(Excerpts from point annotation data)
□ □ □ □ □ □ □
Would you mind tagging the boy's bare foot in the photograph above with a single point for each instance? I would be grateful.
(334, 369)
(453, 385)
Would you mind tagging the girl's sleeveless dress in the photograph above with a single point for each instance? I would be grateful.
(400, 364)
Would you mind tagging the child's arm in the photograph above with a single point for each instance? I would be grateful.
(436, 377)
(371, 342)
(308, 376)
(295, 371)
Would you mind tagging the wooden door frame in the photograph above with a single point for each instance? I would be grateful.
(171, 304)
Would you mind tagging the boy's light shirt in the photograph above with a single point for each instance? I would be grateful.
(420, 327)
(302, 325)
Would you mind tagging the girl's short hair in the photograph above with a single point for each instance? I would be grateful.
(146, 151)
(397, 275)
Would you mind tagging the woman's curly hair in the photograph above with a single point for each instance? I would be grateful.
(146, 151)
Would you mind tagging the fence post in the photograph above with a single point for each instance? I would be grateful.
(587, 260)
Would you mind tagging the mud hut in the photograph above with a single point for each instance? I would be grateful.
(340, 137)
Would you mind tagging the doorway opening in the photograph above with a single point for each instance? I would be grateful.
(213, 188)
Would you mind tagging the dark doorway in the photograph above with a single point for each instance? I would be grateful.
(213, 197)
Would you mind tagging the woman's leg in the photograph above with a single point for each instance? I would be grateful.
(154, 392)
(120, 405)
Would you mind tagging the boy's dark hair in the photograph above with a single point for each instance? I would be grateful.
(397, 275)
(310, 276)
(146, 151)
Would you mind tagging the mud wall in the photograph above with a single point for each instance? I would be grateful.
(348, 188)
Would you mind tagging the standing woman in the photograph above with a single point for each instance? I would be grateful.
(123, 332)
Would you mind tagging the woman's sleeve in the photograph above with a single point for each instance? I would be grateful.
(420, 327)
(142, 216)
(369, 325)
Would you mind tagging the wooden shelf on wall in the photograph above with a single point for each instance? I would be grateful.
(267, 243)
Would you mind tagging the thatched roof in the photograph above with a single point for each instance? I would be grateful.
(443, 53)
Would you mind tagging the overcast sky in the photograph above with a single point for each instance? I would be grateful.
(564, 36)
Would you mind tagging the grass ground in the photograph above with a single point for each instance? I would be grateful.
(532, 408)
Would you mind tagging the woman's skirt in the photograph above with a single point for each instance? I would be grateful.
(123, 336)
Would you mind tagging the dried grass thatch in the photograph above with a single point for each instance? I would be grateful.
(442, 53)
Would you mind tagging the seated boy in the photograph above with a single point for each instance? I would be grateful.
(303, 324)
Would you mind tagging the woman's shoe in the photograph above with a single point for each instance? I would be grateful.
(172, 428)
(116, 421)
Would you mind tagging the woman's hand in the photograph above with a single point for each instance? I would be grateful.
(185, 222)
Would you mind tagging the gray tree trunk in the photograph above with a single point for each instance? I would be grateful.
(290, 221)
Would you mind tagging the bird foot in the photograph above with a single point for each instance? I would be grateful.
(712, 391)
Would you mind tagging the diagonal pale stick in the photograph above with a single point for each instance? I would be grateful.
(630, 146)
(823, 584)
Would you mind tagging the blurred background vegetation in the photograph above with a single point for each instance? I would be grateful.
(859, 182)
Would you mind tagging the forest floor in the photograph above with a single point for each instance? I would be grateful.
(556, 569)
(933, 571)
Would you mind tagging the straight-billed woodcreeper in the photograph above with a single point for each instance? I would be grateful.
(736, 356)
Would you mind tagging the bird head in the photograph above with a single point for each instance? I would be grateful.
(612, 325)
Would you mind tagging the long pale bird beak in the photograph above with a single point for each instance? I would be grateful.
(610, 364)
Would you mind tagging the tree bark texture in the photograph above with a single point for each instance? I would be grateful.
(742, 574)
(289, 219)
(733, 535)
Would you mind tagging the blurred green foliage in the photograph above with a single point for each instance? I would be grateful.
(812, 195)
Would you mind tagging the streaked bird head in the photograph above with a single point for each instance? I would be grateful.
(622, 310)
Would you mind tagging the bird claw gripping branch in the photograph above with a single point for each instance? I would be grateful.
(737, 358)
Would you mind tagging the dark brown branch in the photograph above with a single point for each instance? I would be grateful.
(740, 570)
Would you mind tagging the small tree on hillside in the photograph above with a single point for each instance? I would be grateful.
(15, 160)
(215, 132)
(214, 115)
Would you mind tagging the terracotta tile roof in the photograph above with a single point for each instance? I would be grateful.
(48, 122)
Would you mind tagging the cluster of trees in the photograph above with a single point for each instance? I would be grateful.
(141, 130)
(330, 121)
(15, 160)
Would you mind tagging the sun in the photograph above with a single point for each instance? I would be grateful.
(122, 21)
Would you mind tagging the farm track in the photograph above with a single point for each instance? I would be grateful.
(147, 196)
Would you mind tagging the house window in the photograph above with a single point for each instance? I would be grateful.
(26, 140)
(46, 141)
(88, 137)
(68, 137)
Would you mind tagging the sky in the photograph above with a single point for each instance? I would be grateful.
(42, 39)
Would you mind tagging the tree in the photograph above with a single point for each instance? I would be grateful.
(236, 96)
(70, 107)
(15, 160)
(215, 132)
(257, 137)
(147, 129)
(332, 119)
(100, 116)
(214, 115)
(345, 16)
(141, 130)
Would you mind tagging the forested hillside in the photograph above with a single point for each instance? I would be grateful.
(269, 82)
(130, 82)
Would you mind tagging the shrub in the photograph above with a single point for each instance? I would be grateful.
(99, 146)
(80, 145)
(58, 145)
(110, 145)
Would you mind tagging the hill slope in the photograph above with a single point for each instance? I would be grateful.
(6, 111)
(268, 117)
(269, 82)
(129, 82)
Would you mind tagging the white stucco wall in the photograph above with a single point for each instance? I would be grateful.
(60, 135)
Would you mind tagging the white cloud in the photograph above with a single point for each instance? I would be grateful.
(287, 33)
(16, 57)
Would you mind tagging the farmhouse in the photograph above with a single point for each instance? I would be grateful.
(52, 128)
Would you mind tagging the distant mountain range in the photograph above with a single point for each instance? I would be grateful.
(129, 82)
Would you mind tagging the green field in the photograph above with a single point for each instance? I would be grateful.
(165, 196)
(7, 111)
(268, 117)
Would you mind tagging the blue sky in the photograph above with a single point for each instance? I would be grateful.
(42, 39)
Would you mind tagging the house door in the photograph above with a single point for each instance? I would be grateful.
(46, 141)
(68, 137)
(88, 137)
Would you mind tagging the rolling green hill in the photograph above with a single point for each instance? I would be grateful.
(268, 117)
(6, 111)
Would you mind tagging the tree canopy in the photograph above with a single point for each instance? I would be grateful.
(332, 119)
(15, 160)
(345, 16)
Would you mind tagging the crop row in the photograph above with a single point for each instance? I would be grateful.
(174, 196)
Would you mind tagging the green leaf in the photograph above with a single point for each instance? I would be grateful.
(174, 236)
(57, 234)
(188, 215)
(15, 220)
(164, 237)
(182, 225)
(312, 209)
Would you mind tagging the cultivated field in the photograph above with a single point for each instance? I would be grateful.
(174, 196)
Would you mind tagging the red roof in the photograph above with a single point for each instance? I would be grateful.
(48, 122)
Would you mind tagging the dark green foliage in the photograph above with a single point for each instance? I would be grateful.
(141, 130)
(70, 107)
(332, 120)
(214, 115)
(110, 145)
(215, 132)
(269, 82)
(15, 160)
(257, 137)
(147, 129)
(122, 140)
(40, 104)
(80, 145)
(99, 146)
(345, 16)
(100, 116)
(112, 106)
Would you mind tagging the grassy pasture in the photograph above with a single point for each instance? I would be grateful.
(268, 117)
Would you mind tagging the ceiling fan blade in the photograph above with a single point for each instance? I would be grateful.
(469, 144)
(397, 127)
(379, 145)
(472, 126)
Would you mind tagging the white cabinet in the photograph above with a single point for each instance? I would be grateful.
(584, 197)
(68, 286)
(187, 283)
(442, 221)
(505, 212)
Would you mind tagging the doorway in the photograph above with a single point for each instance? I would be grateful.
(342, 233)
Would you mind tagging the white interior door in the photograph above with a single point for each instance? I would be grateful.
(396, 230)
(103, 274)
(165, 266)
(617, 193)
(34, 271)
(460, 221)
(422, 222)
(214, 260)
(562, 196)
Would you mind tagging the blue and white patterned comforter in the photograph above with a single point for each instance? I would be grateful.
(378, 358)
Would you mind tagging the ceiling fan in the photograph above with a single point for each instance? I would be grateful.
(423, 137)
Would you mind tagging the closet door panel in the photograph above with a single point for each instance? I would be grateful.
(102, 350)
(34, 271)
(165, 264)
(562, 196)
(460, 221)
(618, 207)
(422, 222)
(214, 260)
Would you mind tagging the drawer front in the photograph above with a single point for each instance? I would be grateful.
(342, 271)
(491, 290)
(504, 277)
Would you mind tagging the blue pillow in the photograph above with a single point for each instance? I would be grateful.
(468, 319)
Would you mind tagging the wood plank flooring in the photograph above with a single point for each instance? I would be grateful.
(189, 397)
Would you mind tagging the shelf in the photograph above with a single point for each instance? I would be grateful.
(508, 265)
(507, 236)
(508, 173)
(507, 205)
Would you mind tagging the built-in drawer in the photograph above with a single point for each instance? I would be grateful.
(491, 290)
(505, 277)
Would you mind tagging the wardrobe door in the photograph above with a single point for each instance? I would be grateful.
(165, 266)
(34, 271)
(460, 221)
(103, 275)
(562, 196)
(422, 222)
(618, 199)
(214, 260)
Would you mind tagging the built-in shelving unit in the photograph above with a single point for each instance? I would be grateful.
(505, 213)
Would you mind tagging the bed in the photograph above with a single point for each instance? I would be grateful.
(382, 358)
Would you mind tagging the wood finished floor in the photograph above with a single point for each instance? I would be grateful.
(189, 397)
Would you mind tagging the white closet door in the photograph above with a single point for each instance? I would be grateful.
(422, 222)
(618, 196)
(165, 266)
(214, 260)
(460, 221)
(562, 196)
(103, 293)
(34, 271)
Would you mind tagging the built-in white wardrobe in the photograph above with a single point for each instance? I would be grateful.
□ □ □ □ □ □ □
YOUR OBJECTIVE ▸
Print the line containing "Would you mind tagging the bed" and every line after it to the end of the records above, exactly as written, and nothing else.

TASK OUTPUT ▸
Would you mind tagging the bed in the photograph above with a single point for each instance? I would be grateful.
(382, 358)
Would you mind tagging the wood finished floor in the photograph above with a single point for each instance? I would be grateful.
(189, 397)
Would you mind tagging the white closet door in the photograph above with a single point for each instance? I would be grateful.
(422, 222)
(618, 196)
(165, 266)
(214, 260)
(460, 221)
(562, 196)
(103, 293)
(34, 271)
Would you mind tagging the built-in white wardrobe in the photograph above with a single point for each instance? I would be grateful.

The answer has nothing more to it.